§ ASSIGNMENT:
Every entry, from the first to the last, should be written out exactly.

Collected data
[Start of Attachment]

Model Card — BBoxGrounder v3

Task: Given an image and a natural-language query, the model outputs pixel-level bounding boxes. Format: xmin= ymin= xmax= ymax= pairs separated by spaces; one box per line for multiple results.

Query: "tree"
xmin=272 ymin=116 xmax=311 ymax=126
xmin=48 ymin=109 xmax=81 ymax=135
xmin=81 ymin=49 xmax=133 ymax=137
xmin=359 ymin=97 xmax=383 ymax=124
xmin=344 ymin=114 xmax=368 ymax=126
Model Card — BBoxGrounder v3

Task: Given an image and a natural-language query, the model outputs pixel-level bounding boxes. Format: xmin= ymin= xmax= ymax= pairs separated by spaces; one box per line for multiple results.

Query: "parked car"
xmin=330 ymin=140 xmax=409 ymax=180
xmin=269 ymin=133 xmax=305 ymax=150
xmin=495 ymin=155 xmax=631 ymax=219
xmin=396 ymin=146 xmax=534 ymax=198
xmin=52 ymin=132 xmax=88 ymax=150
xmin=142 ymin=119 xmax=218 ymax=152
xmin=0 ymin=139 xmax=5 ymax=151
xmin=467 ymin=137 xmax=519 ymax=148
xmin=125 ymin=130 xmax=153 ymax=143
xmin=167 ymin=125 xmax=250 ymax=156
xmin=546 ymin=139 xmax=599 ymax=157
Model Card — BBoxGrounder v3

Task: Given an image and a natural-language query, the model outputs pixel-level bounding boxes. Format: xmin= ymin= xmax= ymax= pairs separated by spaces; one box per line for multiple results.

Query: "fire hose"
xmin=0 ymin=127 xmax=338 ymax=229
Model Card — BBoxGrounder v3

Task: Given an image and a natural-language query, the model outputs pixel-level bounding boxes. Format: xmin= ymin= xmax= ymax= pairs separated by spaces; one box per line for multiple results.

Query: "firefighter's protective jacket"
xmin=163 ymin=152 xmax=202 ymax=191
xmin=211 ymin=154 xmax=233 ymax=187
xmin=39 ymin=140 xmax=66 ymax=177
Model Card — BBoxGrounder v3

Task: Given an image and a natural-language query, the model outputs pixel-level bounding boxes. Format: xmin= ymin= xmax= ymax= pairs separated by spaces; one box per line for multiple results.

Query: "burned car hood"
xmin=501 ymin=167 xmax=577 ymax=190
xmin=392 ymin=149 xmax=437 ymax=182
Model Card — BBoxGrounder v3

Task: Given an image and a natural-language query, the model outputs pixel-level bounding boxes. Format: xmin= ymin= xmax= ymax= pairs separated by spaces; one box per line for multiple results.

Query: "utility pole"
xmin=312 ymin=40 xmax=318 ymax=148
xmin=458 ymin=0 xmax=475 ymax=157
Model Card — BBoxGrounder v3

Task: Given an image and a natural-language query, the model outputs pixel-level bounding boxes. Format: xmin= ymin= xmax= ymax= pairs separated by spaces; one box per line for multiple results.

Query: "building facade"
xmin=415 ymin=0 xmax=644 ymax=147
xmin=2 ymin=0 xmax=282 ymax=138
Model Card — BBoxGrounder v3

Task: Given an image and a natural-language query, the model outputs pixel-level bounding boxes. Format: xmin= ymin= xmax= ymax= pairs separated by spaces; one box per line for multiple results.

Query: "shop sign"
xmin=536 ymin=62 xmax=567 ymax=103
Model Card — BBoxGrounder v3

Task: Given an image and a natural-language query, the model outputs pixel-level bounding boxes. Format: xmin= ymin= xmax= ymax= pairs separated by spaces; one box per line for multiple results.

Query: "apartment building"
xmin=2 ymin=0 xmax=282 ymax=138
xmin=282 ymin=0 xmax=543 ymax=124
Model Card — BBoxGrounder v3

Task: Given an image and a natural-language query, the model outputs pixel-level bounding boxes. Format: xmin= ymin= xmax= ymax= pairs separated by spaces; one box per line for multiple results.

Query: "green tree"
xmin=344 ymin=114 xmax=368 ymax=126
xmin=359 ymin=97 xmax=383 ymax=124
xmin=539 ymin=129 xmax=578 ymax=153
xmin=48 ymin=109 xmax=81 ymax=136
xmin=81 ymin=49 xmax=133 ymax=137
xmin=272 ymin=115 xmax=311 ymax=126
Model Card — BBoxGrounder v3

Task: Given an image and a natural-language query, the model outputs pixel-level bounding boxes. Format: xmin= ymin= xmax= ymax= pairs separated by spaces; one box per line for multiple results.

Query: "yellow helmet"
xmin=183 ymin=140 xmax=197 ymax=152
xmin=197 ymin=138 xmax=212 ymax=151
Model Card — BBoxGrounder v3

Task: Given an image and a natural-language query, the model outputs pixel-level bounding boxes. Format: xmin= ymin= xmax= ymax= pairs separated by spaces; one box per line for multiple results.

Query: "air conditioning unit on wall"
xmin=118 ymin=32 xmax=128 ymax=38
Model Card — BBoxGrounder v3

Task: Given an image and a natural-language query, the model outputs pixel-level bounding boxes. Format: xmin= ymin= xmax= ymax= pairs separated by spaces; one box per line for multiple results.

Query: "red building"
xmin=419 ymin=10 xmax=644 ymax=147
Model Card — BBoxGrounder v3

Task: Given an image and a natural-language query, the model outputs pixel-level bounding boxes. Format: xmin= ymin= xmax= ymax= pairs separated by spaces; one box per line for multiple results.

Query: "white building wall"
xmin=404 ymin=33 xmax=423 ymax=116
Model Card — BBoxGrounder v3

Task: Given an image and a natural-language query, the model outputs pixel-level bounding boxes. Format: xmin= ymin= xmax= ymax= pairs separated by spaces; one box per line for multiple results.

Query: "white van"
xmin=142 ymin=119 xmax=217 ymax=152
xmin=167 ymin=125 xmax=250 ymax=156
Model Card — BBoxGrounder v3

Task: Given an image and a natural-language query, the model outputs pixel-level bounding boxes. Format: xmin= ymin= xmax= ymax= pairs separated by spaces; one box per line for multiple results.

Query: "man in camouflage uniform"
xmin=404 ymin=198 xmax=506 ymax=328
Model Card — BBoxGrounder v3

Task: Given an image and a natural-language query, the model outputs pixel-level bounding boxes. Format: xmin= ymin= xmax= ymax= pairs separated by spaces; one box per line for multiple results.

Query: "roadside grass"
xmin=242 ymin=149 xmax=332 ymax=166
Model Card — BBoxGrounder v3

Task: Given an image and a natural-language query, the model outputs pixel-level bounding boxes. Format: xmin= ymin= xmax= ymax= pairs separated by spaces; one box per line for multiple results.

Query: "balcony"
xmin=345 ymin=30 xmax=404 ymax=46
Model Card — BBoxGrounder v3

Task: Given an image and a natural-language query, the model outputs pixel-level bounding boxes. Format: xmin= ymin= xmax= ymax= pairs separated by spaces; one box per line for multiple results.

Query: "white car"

[End of Attachment]

§ ANSWER TO THIS EXERCISE:
Model Card — BBoxGrounder v3

Task: Given an image and a natural-language query, the model outputs pixel-level bounding boxes. Format: xmin= ymin= xmax= ymax= pairs separated by spaces; one box per line for multiple results.

Query: "tree"
xmin=272 ymin=116 xmax=311 ymax=126
xmin=48 ymin=109 xmax=81 ymax=135
xmin=81 ymin=49 xmax=133 ymax=137
xmin=359 ymin=97 xmax=383 ymax=124
xmin=344 ymin=114 xmax=368 ymax=126
Model Card — BBoxGrounder v3

Task: Given an image and a natural-language query, the model outputs pixel-level bounding boxes. Format: xmin= ymin= xmax= ymax= pairs separated by spaces; one box per line for multiple results.

Query: "parked car"
xmin=330 ymin=140 xmax=409 ymax=180
xmin=269 ymin=133 xmax=305 ymax=150
xmin=495 ymin=155 xmax=631 ymax=219
xmin=396 ymin=146 xmax=534 ymax=198
xmin=52 ymin=132 xmax=88 ymax=150
xmin=142 ymin=119 xmax=218 ymax=152
xmin=0 ymin=139 xmax=5 ymax=151
xmin=467 ymin=137 xmax=519 ymax=148
xmin=125 ymin=130 xmax=153 ymax=143
xmin=167 ymin=125 xmax=250 ymax=156
xmin=546 ymin=139 xmax=599 ymax=157
Model Card — BBoxGrounder v3

Task: Given an image and a natural-language query, the model outputs pixel-level bounding boxes. Format: xmin= ymin= xmax= ymax= pairs separated by spaces; one box per line for multiple results.

Query: "fire hose"
xmin=0 ymin=127 xmax=338 ymax=229
Model Card — BBoxGrounder v3

Task: Given an image and a natural-language query, the model outputs pixel-level bounding boxes. Format: xmin= ymin= xmax= ymax= pairs separated by spaces; one box per line for multiple results.

Query: "firefighter's protective jacket"
xmin=163 ymin=152 xmax=202 ymax=191
xmin=211 ymin=154 xmax=233 ymax=187
xmin=39 ymin=140 xmax=66 ymax=177
Model Card — BBoxGrounder v3

Task: Given an image and a natural-language query, the model outputs pixel-level bounding boxes. Format: xmin= ymin= xmax= ymax= pairs separated by spaces; one box per line for multiple results.

Query: "burned car hood"
xmin=501 ymin=167 xmax=577 ymax=190
xmin=392 ymin=149 xmax=437 ymax=182
Model Card — BBoxGrounder v3

Task: Given an image and a natural-language query, the model outputs pixel-level bounding boxes. Format: xmin= ymin= xmax= ymax= pairs separated by spaces; one box per line for multiple results.

Query: "utility pole"
xmin=312 ymin=40 xmax=318 ymax=148
xmin=458 ymin=0 xmax=475 ymax=157
Model Card — BBoxGrounder v3

Task: Given an image and a natural-language query, the model outputs pixel-level bounding boxes. Format: xmin= ymin= xmax= ymax= pairs separated by spaces; one box per line for multiple results.

Query: "building facade"
xmin=415 ymin=0 xmax=644 ymax=147
xmin=2 ymin=0 xmax=282 ymax=138
Model Card — BBoxGrounder v3

Task: Given an image and a natural-language query, the model outputs pixel-level bounding boxes. Format: xmin= ymin= xmax= ymax= pairs separated by spaces; one box per line for multiple results.

Query: "shop sign"
xmin=536 ymin=62 xmax=567 ymax=103
Model Card — BBoxGrounder v3

Task: Given an image and a natural-language query, the model outputs pixel-level bounding boxes. Format: xmin= ymin= xmax= ymax= pairs separated by spaces; one box per line for multiple results.

Query: "apartment building"
xmin=2 ymin=0 xmax=282 ymax=138
xmin=282 ymin=0 xmax=543 ymax=124
Model Card — BBoxGrounder v3

Task: Given an image and a natural-language query, the model outputs pixel-level bounding boxes. Format: xmin= ymin= xmax= ymax= pairs separated by spaces; one box per line for multiple results.

Query: "green tree"
xmin=344 ymin=114 xmax=368 ymax=126
xmin=359 ymin=97 xmax=383 ymax=124
xmin=539 ymin=129 xmax=578 ymax=153
xmin=48 ymin=109 xmax=81 ymax=136
xmin=81 ymin=49 xmax=133 ymax=137
xmin=272 ymin=115 xmax=311 ymax=126
Model Card — BBoxGrounder v3

Task: Given an image and a natural-language query, the model outputs pixel-level bounding boxes. Format: xmin= ymin= xmax= ymax= pairs separated by spaces; one box per line for multiple results.

Query: "yellow helmet"
xmin=183 ymin=140 xmax=197 ymax=152
xmin=197 ymin=138 xmax=212 ymax=151
Model Card — BBoxGrounder v3

Task: Given an image and a natural-language query, the model outputs pixel-level bounding boxes. Format: xmin= ymin= xmax= ymax= pairs separated by spaces; one box per line for multiple results.

Query: "air conditioning unit on wall"
xmin=118 ymin=32 xmax=128 ymax=38
Model Card — BBoxGrounder v3

Task: Given an image and a natural-language query, the model outputs pixel-level bounding boxes. Format: xmin= ymin= xmax= ymax= pairs separated by spaces; one box per line for multiple results.

Query: "red building"
xmin=419 ymin=10 xmax=644 ymax=147
Model Card — BBoxGrounder v3

Task: Given an image and a natural-language query, the model outputs pixel-level bounding boxes. Format: xmin= ymin= xmax= ymax= pairs separated by spaces; one box per line for multiple results.

Query: "white building wall"
xmin=404 ymin=33 xmax=423 ymax=116
Model Card — BBoxGrounder v3

Task: Given an image and a natural-language query, the model outputs pixel-level bounding boxes. Format: xmin= ymin= xmax= ymax= pairs separated by spaces; one box per line for multiple results.

Query: "white van"
xmin=142 ymin=119 xmax=217 ymax=152
xmin=167 ymin=125 xmax=250 ymax=156
Model Card — BBoxGrounder v3

Task: Given an image and a natural-language query, the model outputs pixel-level bounding boxes. Format: xmin= ymin= xmax= ymax= pairs separated by spaces; one box per line for multiple results.

Query: "man in camouflage uniform"
xmin=404 ymin=198 xmax=506 ymax=328
Model Card — BBoxGrounder v3

Task: Given an image and a natural-language query, the model outputs pixel-level bounding boxes. Format: xmin= ymin= xmax= ymax= pairs separated by spaces; one box per line for multiple results.

Query: "roadside grass"
xmin=242 ymin=149 xmax=332 ymax=166
Model Card — BBoxGrounder v3

Task: Given an image and a natural-language query, the model outputs pixel-level bounding boxes. Format: xmin= ymin= xmax= ymax= pairs separated by spaces; one box per line for multiple results.

Query: "balcony"
xmin=345 ymin=30 xmax=404 ymax=46
Model Card — BBoxGrounder v3

Task: Given an image and a natural-language query, the model outputs pixel-level bounding boxes. Format: xmin= ymin= xmax= ymax= pairs separated by spaces; one box per line for multiple results.

Query: "white car"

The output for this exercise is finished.